[Given information]
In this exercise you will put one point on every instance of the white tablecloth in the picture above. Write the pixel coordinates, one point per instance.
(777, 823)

...

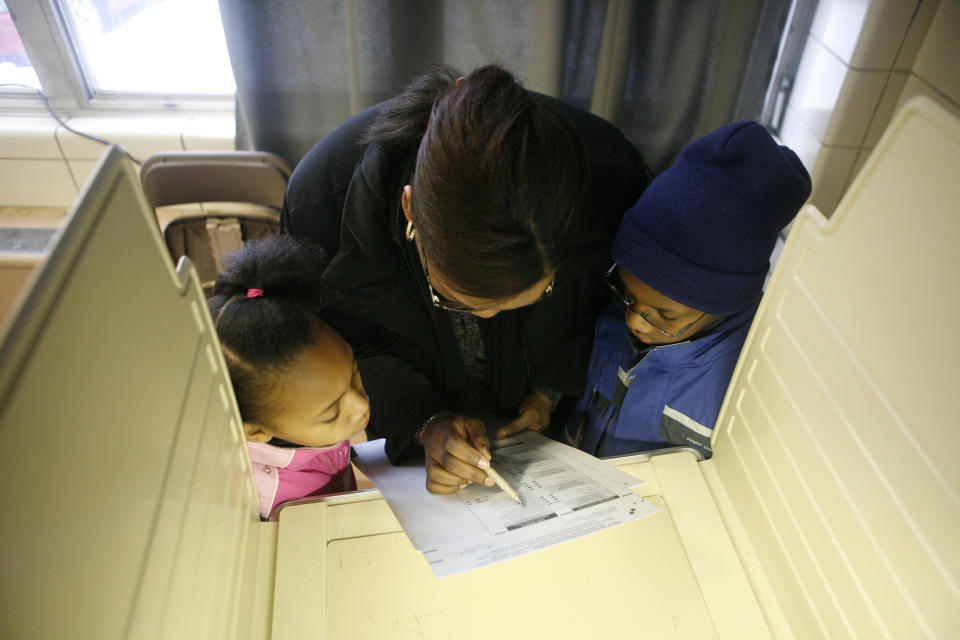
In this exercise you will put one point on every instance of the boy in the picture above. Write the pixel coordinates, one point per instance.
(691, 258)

==

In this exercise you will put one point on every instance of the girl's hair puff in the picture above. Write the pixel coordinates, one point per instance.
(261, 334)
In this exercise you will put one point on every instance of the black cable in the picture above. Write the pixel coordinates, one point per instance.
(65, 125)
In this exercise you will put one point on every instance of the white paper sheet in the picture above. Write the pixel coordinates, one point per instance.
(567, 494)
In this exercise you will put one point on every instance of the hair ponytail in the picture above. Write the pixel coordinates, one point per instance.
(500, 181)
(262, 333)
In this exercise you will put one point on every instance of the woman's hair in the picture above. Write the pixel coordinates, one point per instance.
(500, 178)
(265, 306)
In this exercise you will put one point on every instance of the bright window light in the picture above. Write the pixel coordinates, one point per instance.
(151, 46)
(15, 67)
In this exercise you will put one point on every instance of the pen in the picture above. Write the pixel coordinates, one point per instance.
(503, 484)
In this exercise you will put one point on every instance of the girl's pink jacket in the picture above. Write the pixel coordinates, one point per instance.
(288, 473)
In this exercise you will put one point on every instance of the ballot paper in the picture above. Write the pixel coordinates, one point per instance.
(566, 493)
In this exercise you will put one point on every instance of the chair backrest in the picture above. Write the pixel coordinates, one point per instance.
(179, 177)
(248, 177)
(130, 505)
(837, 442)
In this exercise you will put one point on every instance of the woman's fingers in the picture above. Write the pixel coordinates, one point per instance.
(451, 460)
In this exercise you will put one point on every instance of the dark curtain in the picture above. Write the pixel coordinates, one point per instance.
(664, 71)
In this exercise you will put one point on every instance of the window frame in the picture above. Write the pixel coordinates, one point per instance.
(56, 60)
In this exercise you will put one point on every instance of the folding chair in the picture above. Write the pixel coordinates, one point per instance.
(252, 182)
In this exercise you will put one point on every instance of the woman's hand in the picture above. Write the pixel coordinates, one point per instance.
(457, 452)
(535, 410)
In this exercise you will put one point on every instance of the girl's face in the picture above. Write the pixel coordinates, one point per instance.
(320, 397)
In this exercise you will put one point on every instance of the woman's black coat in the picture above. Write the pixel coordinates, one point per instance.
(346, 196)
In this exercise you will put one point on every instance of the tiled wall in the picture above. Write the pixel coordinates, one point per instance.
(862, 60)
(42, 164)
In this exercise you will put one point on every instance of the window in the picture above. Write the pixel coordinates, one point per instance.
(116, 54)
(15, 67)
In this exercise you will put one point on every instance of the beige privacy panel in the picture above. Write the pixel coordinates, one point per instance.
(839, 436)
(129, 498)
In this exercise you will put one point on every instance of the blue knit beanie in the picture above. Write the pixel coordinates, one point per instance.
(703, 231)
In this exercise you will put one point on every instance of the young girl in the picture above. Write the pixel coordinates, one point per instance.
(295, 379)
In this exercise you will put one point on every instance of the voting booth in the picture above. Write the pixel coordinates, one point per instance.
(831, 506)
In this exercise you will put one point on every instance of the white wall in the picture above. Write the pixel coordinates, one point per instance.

[What you have to do]
From the records above, transcribe without alteration every line from the one with "of the blue" to the one with "the white wall", inclusive.

[Exercise result]
In this exercise you will put one point on every instance of the blue knit beanie in the picture above. Write the pixel coordinates, one point per instance.
(703, 231)
In this exercise you will put one point on every instance of the young girl in the picture above. Write the pixel coordinates, one point per instance.
(295, 379)
In this exercise you will put one point on every instance of the voting booth in the picture above. Write the pixel coordinates, one point per instance.
(831, 506)
In this exercise you will put one point on every instance of the white wall in the picture above. Write the pixel coordinates, one point per instance.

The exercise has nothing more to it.